Media Wrap: Ten rebuffs SC TV assets; WIN plans talks with Ten

By AdNews | 14 March 2016
 

Ten rebuffs SCA TV assets

Ten Network has ruled out a deal to acquire the TV assets from Southern Cross Media Group, which provides TV broadcasts to 30 regional areas mostly across the eastern seaboard.

The Australian reports that Ten's chairman David Gordon has ruled out any offer to buy Southern Cross TV stations. 

Regional broadcasters are under increasing pressure from the streaming services offered by metropolitan networks and offshore players such as Netflix. WIN has taken Nine to court in a bid to geo-block Nine streaming into WIN broadcast areas.

WIN plans talks with Ten

WIN will commence talks over an affiliation agreement with Ten when the current content supply deal between Ten and Southern Cross Media expires, The Australian reports

Ten's agreement with Southern Cross is due to expire at the end of June - the same time Nine's agreement with WIN expires. 

WIN owner Bruce Gordon is the largest shareholder in both of the metropolitan networks.

Fifield hints at redundant rules

Although anti-siphoning rules will not be addressed in the current media reforms package, communications minister Mitch Fifield says online streaming has made the list less relevant.

The anti-siphoning list allows free-to-air broadcasters first refusal on major sports events and Fox Sports has argued the list needs to be reduced, particularly for international events.

The Australian reports that Fifield believes online streaming has made some aspects of the rules redundant.

▬▬▬▬▬▬▬▬▬▬

Goal A:
According to the media news roundup, when is Ten's agreement with Southern Cross due to expire?
Goal B:
Write the next part of the media news roundup, starting after its last sentence.

(Photo labels with bounding boxes)
▬▬▬▬▬▬▬▬▬▬

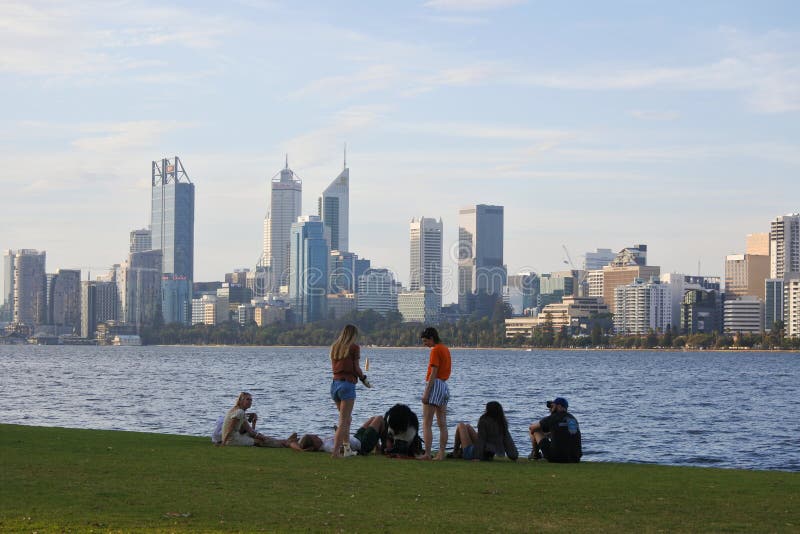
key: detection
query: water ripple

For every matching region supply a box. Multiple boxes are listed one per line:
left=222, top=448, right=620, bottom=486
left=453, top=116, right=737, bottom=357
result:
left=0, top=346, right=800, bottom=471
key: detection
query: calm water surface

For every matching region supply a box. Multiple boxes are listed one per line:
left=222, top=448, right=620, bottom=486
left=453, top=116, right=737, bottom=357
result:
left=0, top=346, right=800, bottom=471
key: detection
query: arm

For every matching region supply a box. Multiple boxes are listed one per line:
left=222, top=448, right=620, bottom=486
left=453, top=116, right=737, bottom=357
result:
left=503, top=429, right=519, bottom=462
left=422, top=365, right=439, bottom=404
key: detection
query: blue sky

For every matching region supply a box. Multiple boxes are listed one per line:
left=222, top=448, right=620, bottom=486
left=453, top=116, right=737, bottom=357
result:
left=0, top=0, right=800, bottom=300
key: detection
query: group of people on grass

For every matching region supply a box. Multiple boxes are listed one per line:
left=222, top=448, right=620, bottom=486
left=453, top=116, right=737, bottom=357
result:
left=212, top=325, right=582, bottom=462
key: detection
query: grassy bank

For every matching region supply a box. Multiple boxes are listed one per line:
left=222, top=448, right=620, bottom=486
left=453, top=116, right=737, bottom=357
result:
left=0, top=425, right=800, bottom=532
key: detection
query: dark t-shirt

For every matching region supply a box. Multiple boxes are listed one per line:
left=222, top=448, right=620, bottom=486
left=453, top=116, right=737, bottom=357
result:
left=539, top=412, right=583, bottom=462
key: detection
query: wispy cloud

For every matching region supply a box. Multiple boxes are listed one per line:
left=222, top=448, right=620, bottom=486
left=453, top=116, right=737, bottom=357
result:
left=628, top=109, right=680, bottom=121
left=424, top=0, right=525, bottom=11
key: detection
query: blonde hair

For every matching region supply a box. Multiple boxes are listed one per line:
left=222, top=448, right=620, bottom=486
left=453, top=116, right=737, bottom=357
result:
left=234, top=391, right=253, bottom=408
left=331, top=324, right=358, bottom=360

▬▬▬▬▬▬▬▬▬▬

Written response A:
At the end of June.

Written response B:
FFA to open A-League talks in April

Football Federation of Australia will open talks over the broadcast rights for the A-League with Ten and Nine said to be among the interested parties.

The current $40 million per season four-year deal expires mid-2017, with Fox sports showing all live games and SBS showing one game per week on Friday night.

Ten has previously expressed an interest in the A-League and it is understood Nine could also sit down with football chiefs, who expect the value of rights could increase into the range of $60 million to $80 million per season.

Recently, Caltex signed a naming rights deal for the national men's team and it is hoped the Matildas recent success in qualifying for the Rio Olympic Games could attract more commercial interest in the women's game.

Have something to say on this? Share your views in the comments section below. Or if you have a news story or tip-off, drop us a line at adnews@yaffa.com.au

Sign up to the AdNews newsletter, like us on Facebook or follow us on Twitter for breaking stories and campaigns throughout the day.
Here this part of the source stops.